AVAILABLE RECORDS:
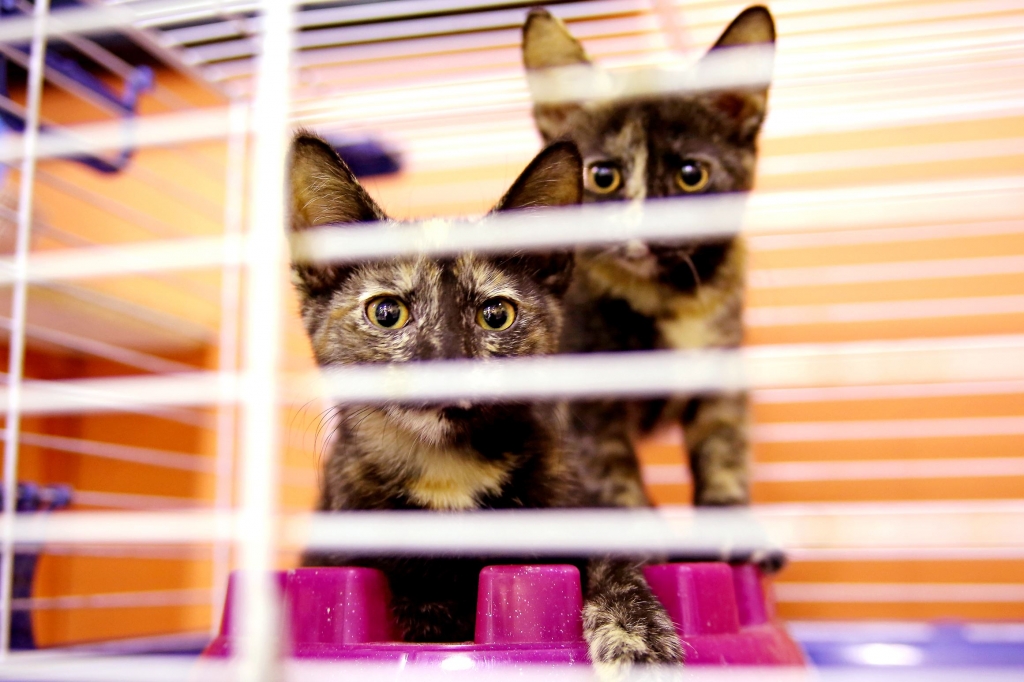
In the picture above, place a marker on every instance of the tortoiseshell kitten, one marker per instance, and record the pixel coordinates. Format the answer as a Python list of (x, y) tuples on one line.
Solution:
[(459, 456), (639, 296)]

...

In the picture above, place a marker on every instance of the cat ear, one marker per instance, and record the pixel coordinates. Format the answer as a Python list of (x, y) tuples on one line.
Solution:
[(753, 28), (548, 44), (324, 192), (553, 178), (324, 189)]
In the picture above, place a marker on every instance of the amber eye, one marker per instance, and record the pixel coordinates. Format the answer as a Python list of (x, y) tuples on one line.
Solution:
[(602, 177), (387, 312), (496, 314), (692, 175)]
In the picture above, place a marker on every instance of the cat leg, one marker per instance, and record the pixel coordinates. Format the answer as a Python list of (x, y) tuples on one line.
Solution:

* * *

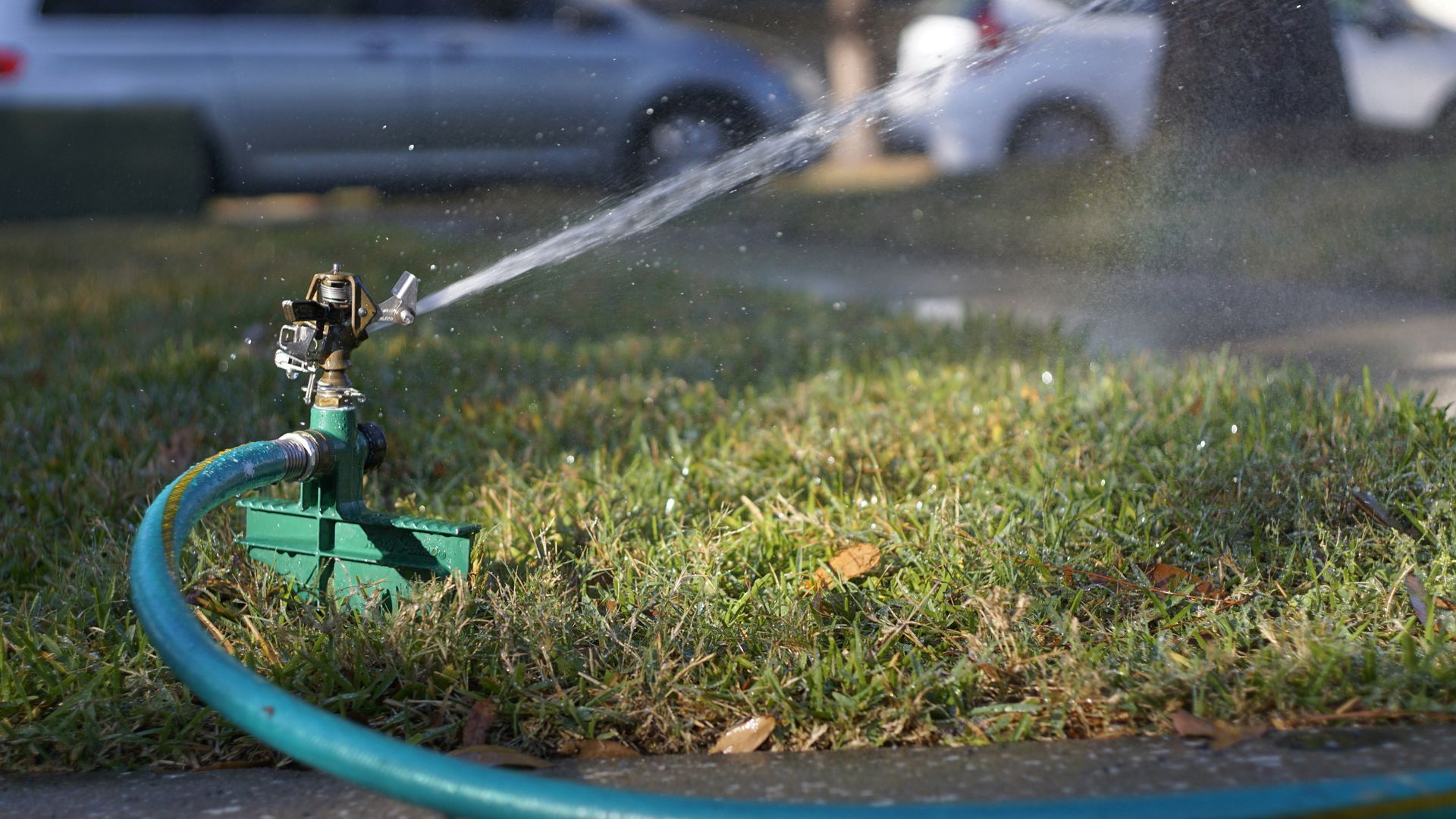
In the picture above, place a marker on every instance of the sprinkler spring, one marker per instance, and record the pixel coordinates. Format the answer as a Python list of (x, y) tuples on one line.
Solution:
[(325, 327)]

TASK STATEMENT: In the records, which lines use the word "picture"? Report them.

TASK RESULT:
In the picture above, place a marker on every instance of the tortoiseshell kitten, one marker per instance, and record the pixel coordinates. Format the answer as a Python list of (x, y) tuples on one line.
In the picture above, place a marker on every instance of the cat ear, one marker per instance, and record the pixel coordinates. Format the answer as a Python list of (x, y) tuples on one line.
In the picture above, place a marker on every instance of the amber eye, one marker per instance, and record the pixel coordinates. Format the answer as a Python list of (x, y) tuples on one line.
In the picture above, place a marker on every instance of the cat leg, one marker per instance, and record the pixel coordinates. Format the answer as a Python list of (x, y) tuples on one line.
In the picture above, place a marker on every instance of the sprinkler spring, one marker per instance, and record the pixel coordinates. Format the answer as a Python list of (x, y) tuples on one line.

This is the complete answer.